Records excerpted from a collection
-------------------------

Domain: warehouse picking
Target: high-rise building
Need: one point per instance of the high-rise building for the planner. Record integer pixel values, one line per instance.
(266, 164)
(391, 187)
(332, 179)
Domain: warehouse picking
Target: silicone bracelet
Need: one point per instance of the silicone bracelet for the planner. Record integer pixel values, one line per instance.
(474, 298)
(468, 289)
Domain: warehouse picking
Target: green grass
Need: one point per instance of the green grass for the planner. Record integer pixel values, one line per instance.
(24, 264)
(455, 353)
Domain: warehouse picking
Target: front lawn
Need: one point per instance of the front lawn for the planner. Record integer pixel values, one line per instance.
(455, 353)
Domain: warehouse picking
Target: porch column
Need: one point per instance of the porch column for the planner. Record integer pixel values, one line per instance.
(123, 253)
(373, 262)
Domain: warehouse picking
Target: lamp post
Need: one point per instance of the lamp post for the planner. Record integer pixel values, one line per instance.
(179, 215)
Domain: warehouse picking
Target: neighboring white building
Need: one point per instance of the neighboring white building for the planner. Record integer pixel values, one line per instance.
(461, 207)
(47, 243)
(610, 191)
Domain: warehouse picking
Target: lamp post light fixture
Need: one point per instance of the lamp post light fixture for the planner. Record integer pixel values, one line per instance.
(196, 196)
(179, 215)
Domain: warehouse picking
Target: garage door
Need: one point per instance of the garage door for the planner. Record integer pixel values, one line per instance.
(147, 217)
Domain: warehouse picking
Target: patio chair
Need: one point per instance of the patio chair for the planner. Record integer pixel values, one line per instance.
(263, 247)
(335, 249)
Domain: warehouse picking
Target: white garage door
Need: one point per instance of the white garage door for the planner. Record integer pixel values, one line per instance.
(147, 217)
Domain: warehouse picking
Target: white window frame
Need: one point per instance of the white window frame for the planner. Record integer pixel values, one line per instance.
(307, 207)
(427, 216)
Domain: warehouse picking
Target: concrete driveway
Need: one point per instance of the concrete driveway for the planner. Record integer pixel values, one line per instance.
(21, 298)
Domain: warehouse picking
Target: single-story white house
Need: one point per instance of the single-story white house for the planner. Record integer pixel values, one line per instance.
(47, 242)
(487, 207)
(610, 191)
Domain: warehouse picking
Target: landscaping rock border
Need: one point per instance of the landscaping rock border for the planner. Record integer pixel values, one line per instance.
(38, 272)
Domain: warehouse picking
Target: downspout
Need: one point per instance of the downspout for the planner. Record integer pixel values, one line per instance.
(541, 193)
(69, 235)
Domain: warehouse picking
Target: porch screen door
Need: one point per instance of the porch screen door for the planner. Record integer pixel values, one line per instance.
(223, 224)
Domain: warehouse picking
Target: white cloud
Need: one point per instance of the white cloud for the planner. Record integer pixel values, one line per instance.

-------------------------

## Problem details
Return the entries above exactly, each one complete.

## Output for this exercise
Domain: warehouse picking
Target: high-rise building
Need: one point per instance of the high-rise building for the planner. Record integer pixel values, one line per instance.
(266, 164)
(391, 187)
(332, 179)
Domain: warehouse picking
Target: silicone bracelet
Need: one point per instance of the silicone bracelet for the planner. Record integer pixel values, one line per instance.
(474, 298)
(468, 289)
Domain: warehouse picking
Target: green grass
Need: one point per instance of the green grass for the planner. Record integer pixel values, one line per instance.
(24, 264)
(455, 353)
Domain: warehouse picking
Target: front lawn
Need: one point per instance of the front lawn for the planner. Record integer pixel values, one line per instance.
(455, 353)
Domain: warehouse picking
Target: porch column
Need: one point per instance of the porch column for the planner. Record integer pixel values, one line per instance.
(123, 253)
(373, 262)
Domain: warehouse picking
Target: lamp post
Need: one point per instance of the lamp post for the planner. Record integer pixel values, one line per instance.
(179, 215)
Domain: warehouse picking
Target: neighboring white building
Need: one point per instance of the neighboring white building for the planner. Record integer pixel values, one line per instance.
(461, 207)
(47, 243)
(610, 191)
Domain: warehouse picking
Target: lamp post light fixture
Need: one point per instance of the lamp post light fixture for the planner. Record integer pixel values, one line per instance.
(196, 196)
(179, 215)
Domain: warehouse picking
Target: garage door
Need: one point per instance of the garage door for the planner. Record integer pixel values, one line per instance.
(147, 217)
Domain: warehouse picking
Target: patio chair
Need: one point per instance of the patio chair for the planner. Record integer pixel values, one line per instance.
(263, 247)
(335, 249)
Domain: warehouse picking
Target: white garage door
Need: one point per instance of the white garage door for the planner. Record integer pixel values, one line per instance.
(147, 217)
Domain: warehouse picking
Target: white window frame
Need: one point per instance of the white window frame for the planner. Record integer pixel values, one line per instance.
(307, 207)
(427, 216)
Domain: warehouse picking
Target: concrete driveway
Need: one point per instance of the concrete driveway for the planner. Record integer pixel values, one line per instance.
(21, 298)
Domain: warehouse picking
Target: single-story white house
Need: one point per instance of the single-story white house for the planner. Record integer pixel values, one line per instance.
(47, 242)
(487, 207)
(610, 191)
Domain: warehouse picking
Target: landscaping rock border
Need: one point per instance of the landscaping rock border for the planner. Record integer pixel values, one line per instance.
(38, 272)
Domain: warehouse picking
Target: downspout
Need: one point per instance of the downspout for the planner. Record integer pixel values, one line per instance.
(541, 193)
(69, 235)
Domain: warehouse picking
Target: porch screen door
Need: one point per instance of the porch screen door for the planner. Record integer pixel values, one line per instance.
(223, 224)
Domain: warehouse picking
Target: white cloud
Need: one point per instance of the white cloud for the planner. Record integer pixel values, one line per instance.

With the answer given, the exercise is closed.